**INSTRUCTIONS TO FOLLOW**
Extract the line that contains "# one dot per instance of the fence" and every line after it through the end of the records below, exactly as written, leaving out any pictures.

★ ★ ★ ★

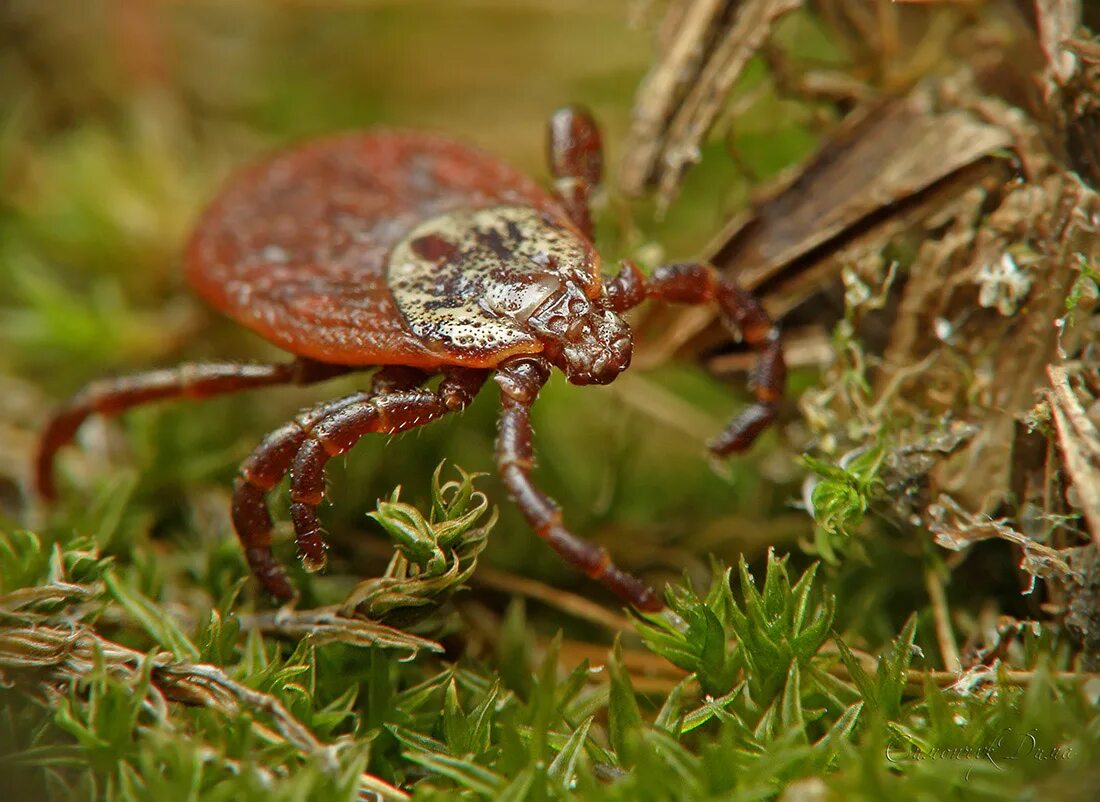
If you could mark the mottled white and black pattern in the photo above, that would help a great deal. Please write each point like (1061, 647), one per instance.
(470, 279)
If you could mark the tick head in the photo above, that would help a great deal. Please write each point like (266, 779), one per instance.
(589, 343)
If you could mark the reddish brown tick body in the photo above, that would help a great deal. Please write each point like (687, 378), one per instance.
(418, 255)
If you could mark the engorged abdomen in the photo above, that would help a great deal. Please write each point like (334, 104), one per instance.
(297, 248)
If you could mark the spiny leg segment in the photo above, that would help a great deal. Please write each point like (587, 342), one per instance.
(576, 162)
(113, 396)
(266, 465)
(520, 381)
(702, 284)
(305, 447)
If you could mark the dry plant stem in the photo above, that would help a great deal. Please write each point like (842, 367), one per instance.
(703, 103)
(684, 92)
(668, 79)
(563, 601)
(948, 648)
(329, 625)
(1079, 442)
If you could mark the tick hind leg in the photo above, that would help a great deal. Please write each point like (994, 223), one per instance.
(740, 310)
(333, 434)
(190, 381)
(266, 465)
(520, 382)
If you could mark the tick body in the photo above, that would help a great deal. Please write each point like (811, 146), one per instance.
(419, 256)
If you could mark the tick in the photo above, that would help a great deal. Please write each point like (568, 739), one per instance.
(422, 257)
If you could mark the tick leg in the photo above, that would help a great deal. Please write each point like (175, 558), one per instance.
(576, 162)
(188, 381)
(701, 284)
(520, 382)
(266, 465)
(337, 432)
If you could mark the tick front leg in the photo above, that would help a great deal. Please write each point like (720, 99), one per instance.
(189, 381)
(576, 162)
(271, 461)
(389, 413)
(520, 382)
(701, 284)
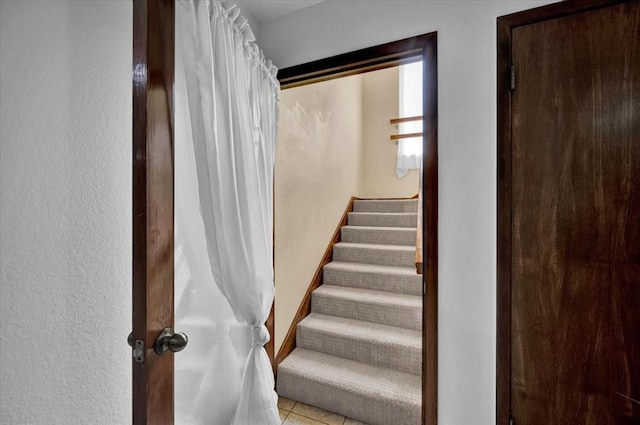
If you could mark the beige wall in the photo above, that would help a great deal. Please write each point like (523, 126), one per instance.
(380, 103)
(318, 169)
(466, 164)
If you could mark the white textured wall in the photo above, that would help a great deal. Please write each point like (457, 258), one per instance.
(467, 164)
(65, 212)
(380, 103)
(318, 169)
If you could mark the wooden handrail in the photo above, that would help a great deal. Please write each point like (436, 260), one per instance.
(419, 265)
(406, 119)
(405, 136)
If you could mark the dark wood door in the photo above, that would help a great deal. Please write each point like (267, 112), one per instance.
(574, 211)
(153, 63)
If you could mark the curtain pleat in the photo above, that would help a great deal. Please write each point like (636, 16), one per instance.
(232, 96)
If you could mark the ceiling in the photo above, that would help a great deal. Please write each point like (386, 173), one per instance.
(266, 10)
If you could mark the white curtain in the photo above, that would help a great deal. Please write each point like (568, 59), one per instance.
(410, 150)
(228, 139)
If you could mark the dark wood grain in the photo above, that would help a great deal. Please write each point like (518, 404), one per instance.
(430, 232)
(289, 342)
(423, 47)
(370, 59)
(575, 219)
(503, 304)
(153, 267)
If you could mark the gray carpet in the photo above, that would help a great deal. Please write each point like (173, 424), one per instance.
(359, 352)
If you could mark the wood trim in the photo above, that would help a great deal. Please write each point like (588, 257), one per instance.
(152, 199)
(304, 309)
(406, 119)
(553, 11)
(503, 303)
(370, 59)
(430, 233)
(405, 136)
(422, 47)
(505, 26)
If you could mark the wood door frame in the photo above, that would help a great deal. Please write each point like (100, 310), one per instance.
(152, 206)
(505, 26)
(379, 57)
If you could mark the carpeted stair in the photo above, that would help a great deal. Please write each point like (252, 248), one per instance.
(359, 352)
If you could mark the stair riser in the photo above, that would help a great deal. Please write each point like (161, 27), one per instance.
(383, 257)
(345, 402)
(393, 315)
(375, 235)
(387, 206)
(392, 356)
(383, 220)
(379, 282)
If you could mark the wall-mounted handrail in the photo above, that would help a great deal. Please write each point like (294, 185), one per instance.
(405, 136)
(405, 119)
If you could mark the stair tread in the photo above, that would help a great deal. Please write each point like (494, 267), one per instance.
(371, 268)
(382, 213)
(359, 330)
(382, 247)
(369, 295)
(370, 381)
(382, 228)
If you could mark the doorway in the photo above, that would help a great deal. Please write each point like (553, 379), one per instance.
(392, 54)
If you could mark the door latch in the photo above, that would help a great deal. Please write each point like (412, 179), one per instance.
(138, 348)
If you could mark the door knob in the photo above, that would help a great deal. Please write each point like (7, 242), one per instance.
(169, 341)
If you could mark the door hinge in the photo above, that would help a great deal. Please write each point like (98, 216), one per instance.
(513, 83)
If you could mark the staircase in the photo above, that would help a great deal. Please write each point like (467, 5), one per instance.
(359, 352)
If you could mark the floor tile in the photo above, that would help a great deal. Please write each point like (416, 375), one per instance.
(283, 414)
(285, 403)
(294, 419)
(321, 415)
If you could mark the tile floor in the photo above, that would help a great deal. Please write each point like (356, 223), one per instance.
(297, 413)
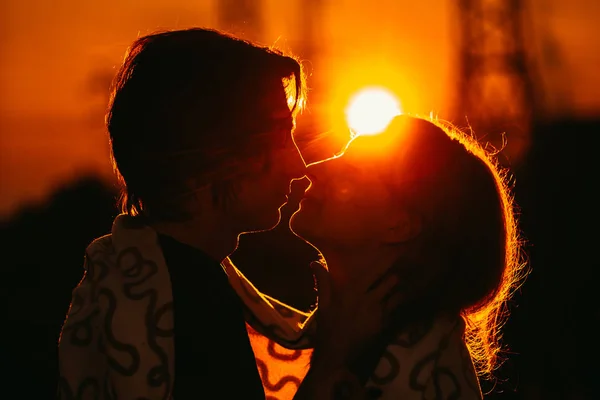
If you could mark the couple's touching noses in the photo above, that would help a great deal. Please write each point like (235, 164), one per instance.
(416, 228)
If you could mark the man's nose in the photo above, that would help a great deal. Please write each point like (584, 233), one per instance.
(296, 165)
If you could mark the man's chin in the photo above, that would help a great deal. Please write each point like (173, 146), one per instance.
(265, 225)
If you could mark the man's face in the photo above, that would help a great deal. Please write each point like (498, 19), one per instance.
(348, 203)
(264, 187)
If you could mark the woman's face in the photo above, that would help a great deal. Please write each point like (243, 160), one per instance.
(348, 203)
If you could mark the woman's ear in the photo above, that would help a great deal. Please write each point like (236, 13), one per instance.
(404, 225)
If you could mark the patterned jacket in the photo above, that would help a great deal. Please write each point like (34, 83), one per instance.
(118, 334)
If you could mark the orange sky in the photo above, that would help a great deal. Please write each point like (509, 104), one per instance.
(51, 121)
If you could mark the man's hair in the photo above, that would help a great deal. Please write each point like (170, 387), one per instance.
(192, 105)
(470, 242)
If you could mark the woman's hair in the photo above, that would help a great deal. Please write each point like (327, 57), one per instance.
(194, 104)
(470, 240)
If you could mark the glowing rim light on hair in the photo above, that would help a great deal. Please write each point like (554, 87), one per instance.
(370, 111)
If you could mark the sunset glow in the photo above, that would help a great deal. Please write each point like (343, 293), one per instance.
(370, 110)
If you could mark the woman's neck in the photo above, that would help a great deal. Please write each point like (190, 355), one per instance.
(347, 266)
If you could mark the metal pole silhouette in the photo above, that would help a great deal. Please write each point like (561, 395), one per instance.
(495, 85)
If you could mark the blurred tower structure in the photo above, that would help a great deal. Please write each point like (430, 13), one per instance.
(243, 17)
(496, 90)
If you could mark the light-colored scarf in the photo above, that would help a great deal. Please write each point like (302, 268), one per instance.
(119, 333)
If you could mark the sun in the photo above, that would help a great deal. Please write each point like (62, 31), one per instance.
(371, 109)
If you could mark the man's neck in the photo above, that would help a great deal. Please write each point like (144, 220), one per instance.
(216, 239)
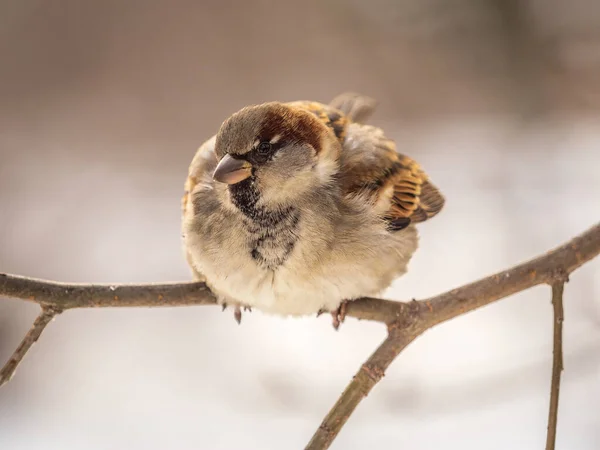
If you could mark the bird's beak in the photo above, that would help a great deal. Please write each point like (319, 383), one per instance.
(231, 170)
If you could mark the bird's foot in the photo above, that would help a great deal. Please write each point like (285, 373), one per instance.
(339, 315)
(237, 310)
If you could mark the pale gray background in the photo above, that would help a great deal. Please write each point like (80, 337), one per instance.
(102, 105)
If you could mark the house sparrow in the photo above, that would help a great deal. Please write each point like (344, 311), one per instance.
(296, 208)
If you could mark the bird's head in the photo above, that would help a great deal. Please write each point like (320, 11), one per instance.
(277, 150)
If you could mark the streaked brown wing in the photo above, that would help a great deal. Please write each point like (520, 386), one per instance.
(399, 187)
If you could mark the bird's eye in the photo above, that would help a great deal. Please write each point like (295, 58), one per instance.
(264, 148)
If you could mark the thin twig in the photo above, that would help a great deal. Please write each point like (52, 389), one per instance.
(413, 318)
(370, 373)
(557, 362)
(42, 320)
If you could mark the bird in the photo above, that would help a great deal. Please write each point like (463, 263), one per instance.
(297, 208)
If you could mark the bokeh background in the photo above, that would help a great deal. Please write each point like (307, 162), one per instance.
(102, 106)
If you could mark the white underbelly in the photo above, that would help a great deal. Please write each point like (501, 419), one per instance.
(286, 292)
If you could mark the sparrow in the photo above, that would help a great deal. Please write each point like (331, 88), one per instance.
(297, 208)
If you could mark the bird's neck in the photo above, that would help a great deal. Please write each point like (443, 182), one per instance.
(272, 232)
(247, 199)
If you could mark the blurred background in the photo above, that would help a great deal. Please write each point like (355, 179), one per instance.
(102, 106)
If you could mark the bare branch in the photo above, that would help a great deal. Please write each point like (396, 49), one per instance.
(557, 362)
(405, 321)
(370, 373)
(41, 321)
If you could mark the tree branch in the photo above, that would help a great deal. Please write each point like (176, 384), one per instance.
(557, 362)
(405, 321)
(42, 320)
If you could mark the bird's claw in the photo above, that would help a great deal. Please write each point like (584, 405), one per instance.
(237, 311)
(339, 315)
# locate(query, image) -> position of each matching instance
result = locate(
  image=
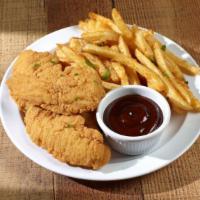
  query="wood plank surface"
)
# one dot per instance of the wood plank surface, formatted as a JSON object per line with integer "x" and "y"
{"x": 22, "y": 22}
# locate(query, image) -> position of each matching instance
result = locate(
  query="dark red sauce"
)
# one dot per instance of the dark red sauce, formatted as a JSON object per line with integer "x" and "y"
{"x": 133, "y": 115}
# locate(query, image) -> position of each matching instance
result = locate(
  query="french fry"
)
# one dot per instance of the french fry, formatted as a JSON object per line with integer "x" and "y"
{"x": 76, "y": 44}
{"x": 153, "y": 79}
{"x": 125, "y": 31}
{"x": 166, "y": 72}
{"x": 113, "y": 75}
{"x": 184, "y": 65}
{"x": 91, "y": 25}
{"x": 123, "y": 47}
{"x": 100, "y": 37}
{"x": 174, "y": 68}
{"x": 177, "y": 109}
{"x": 141, "y": 44}
{"x": 115, "y": 48}
{"x": 169, "y": 91}
{"x": 110, "y": 86}
{"x": 132, "y": 75}
{"x": 120, "y": 72}
{"x": 104, "y": 20}
{"x": 98, "y": 65}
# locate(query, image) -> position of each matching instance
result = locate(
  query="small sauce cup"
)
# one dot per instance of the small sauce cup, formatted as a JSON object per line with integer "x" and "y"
{"x": 133, "y": 145}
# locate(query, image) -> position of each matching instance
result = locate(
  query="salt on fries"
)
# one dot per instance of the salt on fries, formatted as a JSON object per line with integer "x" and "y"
{"x": 124, "y": 55}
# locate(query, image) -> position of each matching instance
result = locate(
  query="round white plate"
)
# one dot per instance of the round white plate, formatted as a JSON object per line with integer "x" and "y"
{"x": 177, "y": 138}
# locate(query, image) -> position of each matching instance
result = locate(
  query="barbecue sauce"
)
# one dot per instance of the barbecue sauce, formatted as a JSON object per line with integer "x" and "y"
{"x": 133, "y": 115}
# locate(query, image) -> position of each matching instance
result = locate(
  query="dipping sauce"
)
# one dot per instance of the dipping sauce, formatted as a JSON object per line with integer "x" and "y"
{"x": 133, "y": 115}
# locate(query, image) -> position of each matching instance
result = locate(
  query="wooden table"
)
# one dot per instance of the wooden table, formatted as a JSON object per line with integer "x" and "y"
{"x": 22, "y": 22}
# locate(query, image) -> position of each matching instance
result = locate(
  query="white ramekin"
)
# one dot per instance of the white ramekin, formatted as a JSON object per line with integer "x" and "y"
{"x": 133, "y": 145}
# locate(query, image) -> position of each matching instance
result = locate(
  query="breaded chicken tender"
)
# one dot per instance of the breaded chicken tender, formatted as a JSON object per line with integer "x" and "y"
{"x": 38, "y": 79}
{"x": 66, "y": 138}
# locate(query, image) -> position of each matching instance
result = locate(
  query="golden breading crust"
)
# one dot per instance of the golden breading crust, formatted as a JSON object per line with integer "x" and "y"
{"x": 38, "y": 79}
{"x": 67, "y": 138}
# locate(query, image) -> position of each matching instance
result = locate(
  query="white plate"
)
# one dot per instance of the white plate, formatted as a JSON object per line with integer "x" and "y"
{"x": 178, "y": 137}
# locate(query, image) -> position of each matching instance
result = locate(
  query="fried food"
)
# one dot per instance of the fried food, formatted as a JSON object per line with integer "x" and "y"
{"x": 38, "y": 80}
{"x": 153, "y": 79}
{"x": 66, "y": 138}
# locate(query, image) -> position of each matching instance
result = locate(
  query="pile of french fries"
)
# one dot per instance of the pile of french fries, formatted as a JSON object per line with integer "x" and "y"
{"x": 125, "y": 55}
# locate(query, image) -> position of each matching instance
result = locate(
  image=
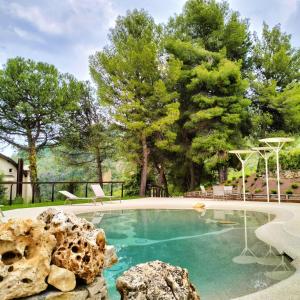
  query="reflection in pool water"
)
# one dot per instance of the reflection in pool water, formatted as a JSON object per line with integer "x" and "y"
{"x": 224, "y": 259}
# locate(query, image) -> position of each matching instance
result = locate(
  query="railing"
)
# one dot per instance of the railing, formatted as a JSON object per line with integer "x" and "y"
{"x": 156, "y": 191}
{"x": 249, "y": 196}
{"x": 52, "y": 184}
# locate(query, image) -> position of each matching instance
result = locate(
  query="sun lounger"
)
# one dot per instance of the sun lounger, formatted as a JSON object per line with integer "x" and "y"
{"x": 1, "y": 212}
{"x": 70, "y": 197}
{"x": 99, "y": 194}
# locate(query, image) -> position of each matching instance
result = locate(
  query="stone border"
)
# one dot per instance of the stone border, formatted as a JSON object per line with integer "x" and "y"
{"x": 283, "y": 232}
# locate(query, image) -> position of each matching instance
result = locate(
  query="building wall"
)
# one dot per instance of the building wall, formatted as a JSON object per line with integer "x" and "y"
{"x": 9, "y": 171}
{"x": 10, "y": 174}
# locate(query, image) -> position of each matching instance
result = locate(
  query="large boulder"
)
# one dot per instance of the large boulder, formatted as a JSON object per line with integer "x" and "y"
{"x": 25, "y": 252}
{"x": 156, "y": 281}
{"x": 61, "y": 278}
{"x": 80, "y": 246}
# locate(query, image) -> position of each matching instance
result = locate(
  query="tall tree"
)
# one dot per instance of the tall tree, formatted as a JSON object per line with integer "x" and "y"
{"x": 87, "y": 135}
{"x": 276, "y": 69}
{"x": 214, "y": 27}
{"x": 213, "y": 107}
{"x": 134, "y": 77}
{"x": 33, "y": 100}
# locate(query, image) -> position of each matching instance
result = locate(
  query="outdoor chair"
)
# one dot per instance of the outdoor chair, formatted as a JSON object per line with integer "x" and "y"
{"x": 71, "y": 197}
{"x": 218, "y": 191}
{"x": 228, "y": 190}
{"x": 99, "y": 194}
{"x": 1, "y": 212}
{"x": 203, "y": 190}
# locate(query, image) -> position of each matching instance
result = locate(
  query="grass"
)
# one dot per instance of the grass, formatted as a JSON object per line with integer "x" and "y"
{"x": 56, "y": 203}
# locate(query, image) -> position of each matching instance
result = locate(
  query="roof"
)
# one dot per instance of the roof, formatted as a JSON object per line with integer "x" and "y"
{"x": 10, "y": 160}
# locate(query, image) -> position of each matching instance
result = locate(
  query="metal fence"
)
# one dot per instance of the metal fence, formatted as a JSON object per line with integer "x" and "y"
{"x": 52, "y": 185}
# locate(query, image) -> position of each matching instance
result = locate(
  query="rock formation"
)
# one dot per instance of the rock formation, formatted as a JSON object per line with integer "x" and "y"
{"x": 63, "y": 279}
{"x": 80, "y": 246}
{"x": 25, "y": 251}
{"x": 156, "y": 281}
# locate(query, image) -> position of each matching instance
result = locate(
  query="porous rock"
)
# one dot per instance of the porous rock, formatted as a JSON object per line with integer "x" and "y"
{"x": 25, "y": 252}
{"x": 110, "y": 256}
{"x": 156, "y": 281}
{"x": 80, "y": 246}
{"x": 61, "y": 278}
{"x": 94, "y": 291}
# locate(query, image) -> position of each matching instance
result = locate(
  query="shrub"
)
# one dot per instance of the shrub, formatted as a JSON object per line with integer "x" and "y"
{"x": 294, "y": 186}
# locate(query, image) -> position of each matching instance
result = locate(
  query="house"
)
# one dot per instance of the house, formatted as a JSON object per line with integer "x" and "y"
{"x": 13, "y": 174}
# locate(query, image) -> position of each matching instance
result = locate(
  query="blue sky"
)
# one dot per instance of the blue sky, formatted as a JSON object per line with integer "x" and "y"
{"x": 66, "y": 32}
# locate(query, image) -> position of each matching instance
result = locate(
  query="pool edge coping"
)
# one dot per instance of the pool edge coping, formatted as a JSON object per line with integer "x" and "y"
{"x": 283, "y": 232}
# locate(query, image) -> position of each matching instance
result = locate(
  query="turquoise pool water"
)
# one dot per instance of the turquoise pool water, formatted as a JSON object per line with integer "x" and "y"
{"x": 211, "y": 251}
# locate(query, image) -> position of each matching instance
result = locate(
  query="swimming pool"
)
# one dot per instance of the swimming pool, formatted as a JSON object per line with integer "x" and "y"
{"x": 219, "y": 248}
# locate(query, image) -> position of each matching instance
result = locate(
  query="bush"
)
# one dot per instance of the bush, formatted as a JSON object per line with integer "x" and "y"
{"x": 294, "y": 186}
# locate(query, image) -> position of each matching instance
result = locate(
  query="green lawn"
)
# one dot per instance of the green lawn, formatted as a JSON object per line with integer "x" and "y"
{"x": 55, "y": 203}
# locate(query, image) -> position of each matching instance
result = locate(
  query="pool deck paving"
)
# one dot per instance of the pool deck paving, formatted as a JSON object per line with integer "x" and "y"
{"x": 283, "y": 232}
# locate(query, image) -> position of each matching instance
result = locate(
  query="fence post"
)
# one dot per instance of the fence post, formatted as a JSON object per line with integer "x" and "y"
{"x": 86, "y": 190}
{"x": 52, "y": 192}
{"x": 10, "y": 194}
{"x": 33, "y": 193}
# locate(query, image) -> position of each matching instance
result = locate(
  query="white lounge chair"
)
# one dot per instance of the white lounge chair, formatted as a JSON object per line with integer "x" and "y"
{"x": 203, "y": 190}
{"x": 218, "y": 191}
{"x": 228, "y": 190}
{"x": 1, "y": 212}
{"x": 70, "y": 197}
{"x": 99, "y": 194}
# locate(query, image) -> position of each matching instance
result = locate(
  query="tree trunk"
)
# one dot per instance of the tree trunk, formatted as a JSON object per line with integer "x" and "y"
{"x": 162, "y": 179}
{"x": 222, "y": 174}
{"x": 192, "y": 177}
{"x": 144, "y": 167}
{"x": 99, "y": 165}
{"x": 33, "y": 166}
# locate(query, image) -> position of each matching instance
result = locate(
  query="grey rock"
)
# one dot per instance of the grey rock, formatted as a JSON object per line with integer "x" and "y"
{"x": 156, "y": 281}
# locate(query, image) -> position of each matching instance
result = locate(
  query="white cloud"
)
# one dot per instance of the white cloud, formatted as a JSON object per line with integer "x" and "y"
{"x": 65, "y": 18}
{"x": 26, "y": 35}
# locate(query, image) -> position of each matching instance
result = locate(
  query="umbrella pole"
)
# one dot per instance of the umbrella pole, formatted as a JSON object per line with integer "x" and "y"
{"x": 267, "y": 178}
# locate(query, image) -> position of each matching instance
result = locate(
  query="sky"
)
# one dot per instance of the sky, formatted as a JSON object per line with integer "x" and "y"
{"x": 66, "y": 32}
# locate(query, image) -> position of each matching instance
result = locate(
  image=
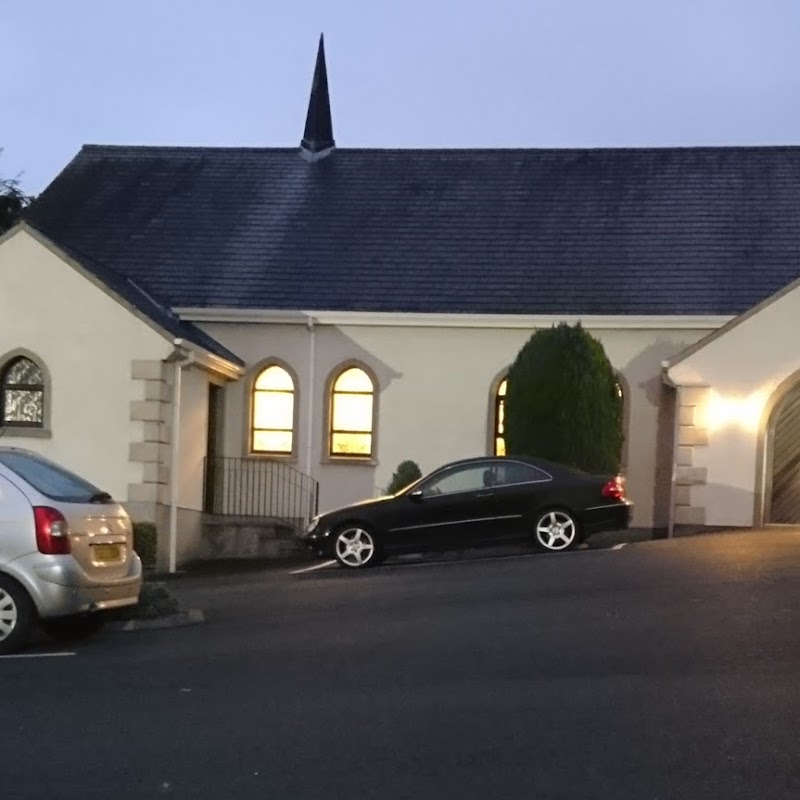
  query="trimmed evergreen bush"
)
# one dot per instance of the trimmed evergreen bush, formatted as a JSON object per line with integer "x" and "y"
{"x": 407, "y": 472}
{"x": 145, "y": 541}
{"x": 563, "y": 401}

★ ★ ★ ★

**TASK SOLUTION**
# one dot per instance of the fence post, formatted as a JSON object per line with integer "x" and "y"
{"x": 86, "y": 190}
{"x": 52, "y": 192}
{"x": 10, "y": 194}
{"x": 33, "y": 193}
# locate(query, image) -> position of each matching instance
result = locate(
  query="white lounge chair"
)
# one dot per instance of the white lounge chair, formatted as a JSON object per line with integer "x" and "y"
{"x": 203, "y": 190}
{"x": 218, "y": 191}
{"x": 228, "y": 190}
{"x": 1, "y": 212}
{"x": 70, "y": 197}
{"x": 99, "y": 194}
# locate(query, image) -> position of each matching instance
result = locate(
  query="tree trunk"
)
# one dot per instance of the tree trunk, formatted as a JSON object per line with integer "x" and "y"
{"x": 162, "y": 179}
{"x": 222, "y": 174}
{"x": 192, "y": 177}
{"x": 144, "y": 167}
{"x": 99, "y": 165}
{"x": 33, "y": 166}
# locate(query, image) -> position of each matching instance
result = locate(
  query="grey rock"
)
# one dot per instance of the grey rock, formatted as a JSON object per line with integer "x" and "y"
{"x": 156, "y": 281}
# locate(query, image) -> position of each matching instance
result = locate(
  query="white cloud"
)
# one dot per instance of the white cloud, formatted as a JSON object per line with integer "x" and "y"
{"x": 65, "y": 18}
{"x": 26, "y": 35}
# locate(query, image) -> position of each matching instance
result = locate(
  query="umbrella pole"
)
# one dot per instance of the umbrella pole, formatted as a JSON object per line with integer "x" and "y"
{"x": 267, "y": 178}
# locate(query, image) -> position of each matching instance
result = locate(
  query="sky"
)
# one dot per instance of the sky, formatted as a JSON object per line with integer "x" and "y"
{"x": 66, "y": 32}
# locate(query, image) -> position of each matching instance
result = locate(
  image=
  query="trimmed evergreen bush"
)
# one dot per instance of the trimmed evergreen bush, formatted as a JSON object per line with integer "x" and "y"
{"x": 407, "y": 472}
{"x": 145, "y": 541}
{"x": 563, "y": 401}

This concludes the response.